§ **EXERCISE DETAILS**
Return the data below word for word, with every line and character unchanged.

(Stored entries)

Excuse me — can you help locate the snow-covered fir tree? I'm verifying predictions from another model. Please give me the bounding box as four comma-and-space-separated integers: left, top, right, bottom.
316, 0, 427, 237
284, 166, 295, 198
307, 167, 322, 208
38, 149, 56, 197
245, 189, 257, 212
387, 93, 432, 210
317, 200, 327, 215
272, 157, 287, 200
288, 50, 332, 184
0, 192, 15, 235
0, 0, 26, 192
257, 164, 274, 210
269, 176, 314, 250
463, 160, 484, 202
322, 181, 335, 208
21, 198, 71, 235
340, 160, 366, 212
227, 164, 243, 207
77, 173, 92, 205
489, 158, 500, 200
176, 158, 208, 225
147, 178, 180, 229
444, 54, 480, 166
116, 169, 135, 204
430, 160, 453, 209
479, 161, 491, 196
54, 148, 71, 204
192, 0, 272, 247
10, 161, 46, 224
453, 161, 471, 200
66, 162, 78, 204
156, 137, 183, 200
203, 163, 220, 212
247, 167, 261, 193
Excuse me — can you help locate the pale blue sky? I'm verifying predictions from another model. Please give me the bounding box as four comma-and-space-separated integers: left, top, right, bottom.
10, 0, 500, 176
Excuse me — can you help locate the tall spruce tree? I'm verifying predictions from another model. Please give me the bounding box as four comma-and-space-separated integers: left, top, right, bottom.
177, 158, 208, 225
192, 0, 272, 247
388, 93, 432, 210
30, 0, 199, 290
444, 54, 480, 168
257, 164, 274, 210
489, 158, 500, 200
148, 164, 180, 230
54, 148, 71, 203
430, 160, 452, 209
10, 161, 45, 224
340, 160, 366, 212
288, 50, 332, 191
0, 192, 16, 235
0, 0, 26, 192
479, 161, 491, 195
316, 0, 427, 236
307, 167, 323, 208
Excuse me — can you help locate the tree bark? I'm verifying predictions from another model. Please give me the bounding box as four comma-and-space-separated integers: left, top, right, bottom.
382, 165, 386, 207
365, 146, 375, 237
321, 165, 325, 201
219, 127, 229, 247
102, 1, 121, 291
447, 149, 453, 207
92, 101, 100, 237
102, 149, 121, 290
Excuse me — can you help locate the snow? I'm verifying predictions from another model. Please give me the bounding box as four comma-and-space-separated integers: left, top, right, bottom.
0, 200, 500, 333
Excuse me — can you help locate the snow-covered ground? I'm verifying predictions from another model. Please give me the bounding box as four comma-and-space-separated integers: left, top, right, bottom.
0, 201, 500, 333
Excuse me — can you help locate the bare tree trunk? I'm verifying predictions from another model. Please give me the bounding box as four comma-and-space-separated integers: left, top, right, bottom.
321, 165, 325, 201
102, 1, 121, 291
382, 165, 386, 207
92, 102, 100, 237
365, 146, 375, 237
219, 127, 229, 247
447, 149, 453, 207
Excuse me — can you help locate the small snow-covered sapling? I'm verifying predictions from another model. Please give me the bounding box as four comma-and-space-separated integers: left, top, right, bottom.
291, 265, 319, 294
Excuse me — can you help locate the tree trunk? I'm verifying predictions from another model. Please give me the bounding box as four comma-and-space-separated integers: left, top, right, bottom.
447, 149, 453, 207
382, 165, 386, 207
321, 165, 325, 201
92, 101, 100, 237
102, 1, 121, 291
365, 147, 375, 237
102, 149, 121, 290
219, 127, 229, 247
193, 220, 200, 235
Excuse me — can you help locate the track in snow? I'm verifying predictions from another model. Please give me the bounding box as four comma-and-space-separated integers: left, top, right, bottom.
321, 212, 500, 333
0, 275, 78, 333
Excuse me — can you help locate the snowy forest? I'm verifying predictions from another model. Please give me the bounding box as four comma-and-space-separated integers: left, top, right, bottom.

§ **RESULT BELOW**
Excuse me — can you help locate the snow-covered fir tree? I'm verifying predictions from another model. Please give me the bounding box as four comma-and-space-separated integers: left, top, right, bottom.
316, 0, 427, 237
284, 166, 295, 198
307, 167, 322, 208
38, 149, 56, 197
245, 189, 257, 212
387, 93, 432, 210
317, 200, 327, 215
272, 157, 287, 200
288, 50, 332, 184
0, 192, 15, 235
0, 0, 26, 192
257, 164, 274, 210
269, 176, 314, 250
463, 160, 484, 202
322, 181, 335, 208
21, 198, 71, 235
340, 160, 366, 212
227, 164, 243, 207
77, 173, 92, 205
489, 158, 500, 200
176, 158, 208, 225
147, 178, 180, 229
444, 54, 480, 166
116, 169, 135, 204
430, 160, 453, 209
479, 161, 491, 196
54, 148, 71, 204
192, 0, 272, 247
10, 161, 46, 224
453, 161, 471, 200
66, 162, 78, 204
156, 137, 183, 200
203, 163, 220, 212
247, 167, 261, 193
Excuse me — can you help locate the pale blue sky? I'm verifying predictions from another model. Please give me the bounding box as four comma-and-space-separated integers: left, top, right, bottom.
10, 0, 500, 176
Excuse me — can you help locate the tall spruce tree? I'm verifying predictions from another model. Please give me the bounding box as four comma-and-space-separated integers: left, top, right, bottom.
177, 158, 208, 225
192, 0, 272, 247
388, 93, 432, 210
30, 0, 199, 290
444, 54, 480, 168
257, 164, 274, 210
489, 158, 500, 200
148, 164, 180, 230
54, 148, 71, 203
430, 160, 452, 209
10, 161, 45, 224
340, 160, 366, 212
288, 50, 332, 191
0, 192, 16, 235
0, 0, 26, 192
479, 161, 491, 195
316, 0, 427, 236
307, 167, 323, 208
Excuse me — can you help locate the tree bark? I'm verifying predictions from another model. Please give me the bounding box as four comma-and-space-separated integers: left, top, right, bottom.
382, 165, 386, 207
365, 146, 375, 237
321, 165, 325, 201
219, 127, 229, 247
102, 1, 121, 291
447, 149, 453, 207
92, 101, 100, 237
102, 149, 121, 290
Excuse me — can you help locate the snow? I'm verifying predictions from another model. Please give me the bounding box as four comma-and-space-separated integers: left, top, right, bottom.
0, 200, 500, 333
Excuse me — can you help locate the snow-covered ground? I'm verifying predictions from another model. Please give me the bounding box as four comma-and-space-separated integers: left, top, right, bottom.
0, 201, 500, 333
Excuse me — can you help locate the bare tree trunk? I'm verifying predictions from another model. Please give me the bounding box as four comma-and-space-separated integers: left, top, right, bottom.
321, 165, 325, 201
102, 1, 121, 291
382, 165, 386, 207
92, 102, 100, 237
365, 146, 375, 237
219, 127, 229, 247
447, 149, 453, 207
Excuse me — can you help locate the small snow-covered sapling? I'm verifying predictions from another model. Please give me the bounding box as four comma-and-space-separated integers: left, top, right, bottom.
291, 265, 319, 294
Excuse me — can you help locate the tree trunk? I'm verifying predictions from another model. Please give me the bounding box as four comma-and-space-separated integers: left, top, right, bottom.
447, 149, 453, 207
382, 165, 386, 207
321, 165, 325, 201
92, 101, 100, 237
102, 1, 121, 291
365, 147, 375, 237
102, 149, 121, 290
219, 127, 229, 247
193, 220, 200, 235
Excuse me — can you help locate the track in snow? I'm verifying predictions from another model. Please give me the bounding box as four comma-and-space-separated integers: left, top, right, bottom.
321, 212, 500, 333
0, 275, 78, 333
Excuse me — can you help locate the snowy forest? I'm verifying predictions from another model. Please give me the bounding box as four comma-and-space-separated integers: left, top, right, bottom.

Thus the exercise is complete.